> _What this task involves_
Copy out all of the material exactly as presented.
== Supplied material ==
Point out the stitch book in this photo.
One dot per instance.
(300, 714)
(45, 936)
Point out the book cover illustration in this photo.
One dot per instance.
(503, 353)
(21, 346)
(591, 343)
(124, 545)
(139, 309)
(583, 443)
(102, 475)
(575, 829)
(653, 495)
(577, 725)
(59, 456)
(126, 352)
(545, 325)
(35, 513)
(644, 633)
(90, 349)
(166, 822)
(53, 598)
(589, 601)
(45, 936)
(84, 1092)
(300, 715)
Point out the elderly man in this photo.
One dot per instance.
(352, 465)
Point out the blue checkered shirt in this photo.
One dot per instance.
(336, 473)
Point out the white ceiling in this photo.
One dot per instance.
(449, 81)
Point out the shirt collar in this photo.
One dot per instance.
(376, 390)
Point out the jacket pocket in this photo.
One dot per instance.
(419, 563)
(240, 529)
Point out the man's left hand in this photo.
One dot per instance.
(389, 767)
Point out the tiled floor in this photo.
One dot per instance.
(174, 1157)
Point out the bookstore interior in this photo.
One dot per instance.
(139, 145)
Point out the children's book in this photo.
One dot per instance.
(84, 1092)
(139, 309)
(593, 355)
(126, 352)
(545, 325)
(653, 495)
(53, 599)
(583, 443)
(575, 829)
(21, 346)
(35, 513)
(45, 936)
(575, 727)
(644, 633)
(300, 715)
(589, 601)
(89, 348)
===
> _Answer to the exercise_
Point out the stitch book in this photo.
One dot per instance.
(300, 714)
(45, 936)
Point out the book cover illustration in this photo.
One dot per instance.
(503, 353)
(21, 346)
(591, 343)
(124, 545)
(139, 309)
(583, 443)
(102, 475)
(575, 829)
(653, 495)
(577, 725)
(59, 456)
(126, 352)
(545, 325)
(35, 513)
(644, 633)
(90, 349)
(166, 822)
(53, 598)
(589, 601)
(45, 936)
(84, 1092)
(300, 715)
Point out the elderly man in this photo.
One dot per instance.
(352, 465)
Point out the blue checkered shirt in this photo.
One dot per instance.
(336, 473)
Point out the white ceiling in this photo.
One dot per instance.
(449, 81)
Point out the shirt collar in this photo.
One dot per instance.
(376, 390)
Point out the jacket pocket in this photo.
One dot per instance.
(419, 563)
(240, 529)
Point out the man's left hand in this photo.
One dot per instance.
(389, 767)
Point out the tiled floor in this photo.
One dot per instance.
(174, 1157)
Point out the bookstore interior in this photo.
One dot per instance.
(139, 145)
Point out the children's book in this photo.
One dot per instance.
(84, 1092)
(139, 309)
(593, 355)
(126, 352)
(545, 325)
(653, 495)
(53, 599)
(583, 443)
(575, 829)
(21, 346)
(35, 513)
(45, 936)
(575, 727)
(644, 633)
(300, 715)
(589, 601)
(89, 348)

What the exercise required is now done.